= Louis F. Gottschalk =

American composer and conductor, member of the Gottschalk family

Louis Ferdinand Gottschalk (October 7, 1864 – July 15, 1934) was an American composer and conductor born in St. Louis, Missouri. He studied music in Stuttgart, Kingdom of Württemberg (in present-day Germany), where his father, a judge, was American consul. Louis Moreau Gottschalk was his great-uncle.

==Career==
He came to attention as conductor of the U.S. premiere of Franz Lehár's The Merry Widow. He was a pioneer of original film music, largely due to his work with independent filmmaker L. Frank Baum, for whom he composed the musical, The Tik-Tok Man of Oz, to Baum's libretto, which producer Oliver Morosco decided not to bring to Broadway after only modest success in Los Angeles. The show ran in 1913 and closed in early 1914, by which time Baum and Gottschalk were discussing getting involved in the nascent film industry that had been springing up in Hollywood, where both had been living at the time.

Baum, as president, with Gottschalk, as vice president, Harry Marston Haldeman as secretary, and Clarence R. Rundel as treasurer, founded The Oz Film Manufacturing Company in 1914 as an outgrowth of Haldeman's men's social group, The Uplifters, which met at the Los Angeles Athletic Club. As co-producer, Gottschalk composed the earliest known feature length film scores for The Patchwork Girl of Oz, The Magic Cloak of Oz, His Majesty, the Scarecrow of Oz, and The Last Egyptian (all 1914), at a time when cue sheets were the norm. He also wrote several stage musicals with Baum for The Uplifters, including Stagecraft, or, The Adventures of a Strictly Moral Man (1914), High Jinks (1914), The Uplift of Lucifer, or Raising Hell: An Allegorical Squazosh (1915), Blackbird Cottages (1916), and The Orpheus Road Show: A Paraphrastic Compendium of Mirth (1917).

*ACTIONS TO TAKE*:
- 1) In the article on Louis F. Gottschalk, who was his great-uncle?
- 2) Please reproduce word for word the passage of the article on Louis F. Gottschalk starting at "American composer and conductor, member" and ending at "was his great-uncle.".

*DATA EXCERPTS*:
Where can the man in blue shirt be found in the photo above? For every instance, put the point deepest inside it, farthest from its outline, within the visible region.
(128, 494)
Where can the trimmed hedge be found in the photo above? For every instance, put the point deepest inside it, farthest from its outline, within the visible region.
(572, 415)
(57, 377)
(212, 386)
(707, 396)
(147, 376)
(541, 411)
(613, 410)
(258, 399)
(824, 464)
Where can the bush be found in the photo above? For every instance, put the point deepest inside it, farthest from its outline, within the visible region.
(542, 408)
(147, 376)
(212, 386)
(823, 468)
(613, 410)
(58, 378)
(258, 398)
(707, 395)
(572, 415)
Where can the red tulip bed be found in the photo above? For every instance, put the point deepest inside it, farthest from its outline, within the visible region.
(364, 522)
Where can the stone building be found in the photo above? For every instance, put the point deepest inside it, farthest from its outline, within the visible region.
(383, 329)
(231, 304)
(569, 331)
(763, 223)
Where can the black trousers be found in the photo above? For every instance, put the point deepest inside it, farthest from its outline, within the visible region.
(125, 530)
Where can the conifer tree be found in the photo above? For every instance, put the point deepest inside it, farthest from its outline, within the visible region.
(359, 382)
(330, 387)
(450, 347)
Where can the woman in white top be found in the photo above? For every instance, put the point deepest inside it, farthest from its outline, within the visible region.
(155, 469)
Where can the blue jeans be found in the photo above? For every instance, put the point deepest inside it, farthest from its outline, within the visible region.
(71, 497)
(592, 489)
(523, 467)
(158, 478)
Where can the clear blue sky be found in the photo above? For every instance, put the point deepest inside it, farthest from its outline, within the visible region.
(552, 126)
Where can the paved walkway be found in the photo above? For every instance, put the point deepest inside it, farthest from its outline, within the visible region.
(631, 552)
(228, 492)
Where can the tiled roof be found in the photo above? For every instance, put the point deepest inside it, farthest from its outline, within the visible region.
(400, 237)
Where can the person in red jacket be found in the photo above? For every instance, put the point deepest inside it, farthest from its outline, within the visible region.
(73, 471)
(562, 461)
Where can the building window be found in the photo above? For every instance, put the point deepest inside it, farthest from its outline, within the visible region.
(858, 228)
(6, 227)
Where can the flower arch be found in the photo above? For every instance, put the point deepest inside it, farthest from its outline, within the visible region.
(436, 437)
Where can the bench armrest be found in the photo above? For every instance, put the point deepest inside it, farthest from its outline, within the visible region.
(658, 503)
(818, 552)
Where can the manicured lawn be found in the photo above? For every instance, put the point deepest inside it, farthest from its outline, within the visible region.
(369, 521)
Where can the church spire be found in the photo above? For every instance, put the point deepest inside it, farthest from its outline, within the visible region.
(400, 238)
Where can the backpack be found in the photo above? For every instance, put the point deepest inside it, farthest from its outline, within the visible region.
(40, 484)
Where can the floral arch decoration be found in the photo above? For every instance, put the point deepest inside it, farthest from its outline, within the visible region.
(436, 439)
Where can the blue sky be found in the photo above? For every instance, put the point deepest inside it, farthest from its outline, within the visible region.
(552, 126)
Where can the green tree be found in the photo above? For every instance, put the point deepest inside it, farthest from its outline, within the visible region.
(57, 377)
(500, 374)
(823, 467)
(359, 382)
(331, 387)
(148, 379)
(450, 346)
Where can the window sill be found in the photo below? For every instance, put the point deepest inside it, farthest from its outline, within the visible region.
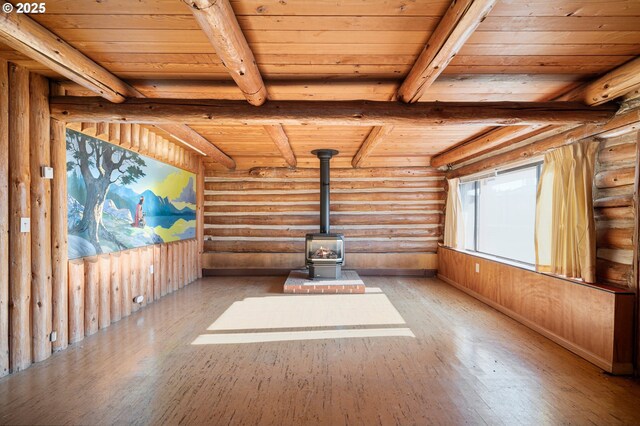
(528, 267)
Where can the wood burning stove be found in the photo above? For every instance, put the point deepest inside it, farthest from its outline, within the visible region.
(324, 251)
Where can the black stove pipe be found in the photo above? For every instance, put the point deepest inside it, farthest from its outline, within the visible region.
(324, 155)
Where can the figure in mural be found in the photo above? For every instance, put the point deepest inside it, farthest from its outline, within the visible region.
(101, 165)
(119, 200)
(139, 220)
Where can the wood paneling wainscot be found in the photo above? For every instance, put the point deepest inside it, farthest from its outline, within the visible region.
(259, 218)
(595, 322)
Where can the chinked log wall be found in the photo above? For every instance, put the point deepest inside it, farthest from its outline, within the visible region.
(40, 290)
(391, 218)
(102, 288)
(614, 209)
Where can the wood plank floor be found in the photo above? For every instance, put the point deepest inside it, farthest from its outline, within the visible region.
(468, 364)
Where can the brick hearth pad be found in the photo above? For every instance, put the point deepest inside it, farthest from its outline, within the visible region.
(299, 282)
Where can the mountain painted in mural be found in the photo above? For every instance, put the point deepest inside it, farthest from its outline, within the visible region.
(120, 200)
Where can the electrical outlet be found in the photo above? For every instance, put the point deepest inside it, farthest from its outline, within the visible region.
(46, 172)
(25, 224)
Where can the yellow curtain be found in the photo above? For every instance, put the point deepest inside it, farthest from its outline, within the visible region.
(565, 239)
(453, 224)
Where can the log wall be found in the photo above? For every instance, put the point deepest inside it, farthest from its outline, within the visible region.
(46, 301)
(259, 218)
(615, 211)
(147, 141)
(103, 289)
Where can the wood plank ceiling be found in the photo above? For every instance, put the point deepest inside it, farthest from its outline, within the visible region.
(525, 50)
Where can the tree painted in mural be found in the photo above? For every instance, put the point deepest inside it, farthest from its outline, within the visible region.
(101, 165)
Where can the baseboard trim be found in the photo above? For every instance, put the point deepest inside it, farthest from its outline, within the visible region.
(614, 368)
(277, 272)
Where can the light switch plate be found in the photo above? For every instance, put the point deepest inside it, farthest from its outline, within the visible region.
(46, 172)
(25, 224)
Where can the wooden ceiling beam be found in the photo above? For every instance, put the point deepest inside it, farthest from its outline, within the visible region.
(618, 82)
(280, 139)
(615, 83)
(456, 26)
(493, 139)
(620, 124)
(23, 34)
(190, 137)
(376, 136)
(349, 113)
(33, 40)
(219, 23)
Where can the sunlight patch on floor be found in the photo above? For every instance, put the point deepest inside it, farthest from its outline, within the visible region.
(322, 310)
(290, 317)
(235, 338)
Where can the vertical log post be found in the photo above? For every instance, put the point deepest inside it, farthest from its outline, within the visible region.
(19, 209)
(180, 245)
(76, 300)
(175, 266)
(125, 135)
(164, 265)
(144, 140)
(59, 232)
(4, 218)
(91, 298)
(148, 277)
(144, 276)
(39, 156)
(135, 137)
(200, 214)
(125, 263)
(136, 269)
(192, 266)
(157, 272)
(104, 292)
(116, 277)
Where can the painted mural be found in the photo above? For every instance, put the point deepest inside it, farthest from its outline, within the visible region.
(119, 199)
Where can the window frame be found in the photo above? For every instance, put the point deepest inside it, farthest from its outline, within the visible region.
(537, 164)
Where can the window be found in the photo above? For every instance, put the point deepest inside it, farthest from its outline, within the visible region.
(499, 213)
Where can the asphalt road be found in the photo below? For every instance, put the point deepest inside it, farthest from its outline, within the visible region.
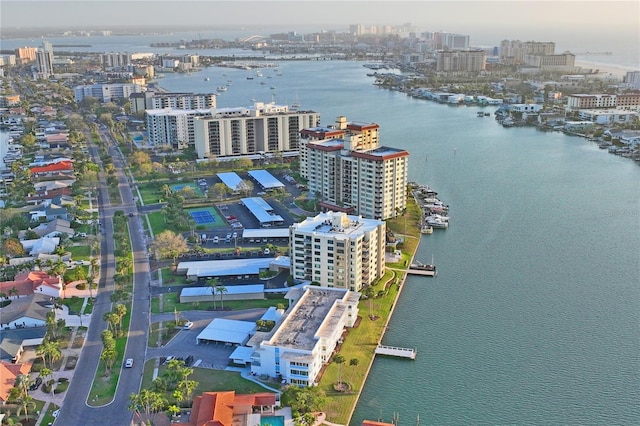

*SOLVED PROBLEMS*:
- 1) Louis Moreau Gottschalk

- 2)
American composer and conductor, member of the Gottschalk family

Louis Ferdinand Gottschalk (October 7, 1864 – July 15, 1934) was an American composer and conductor born in St. Louis, Missouri. He studied music in Stuttgart, Kingdom of Württemberg (in present-day Germany), where his father, a judge, was American consul. Louis Moreau Gottschalk was his great-uncle.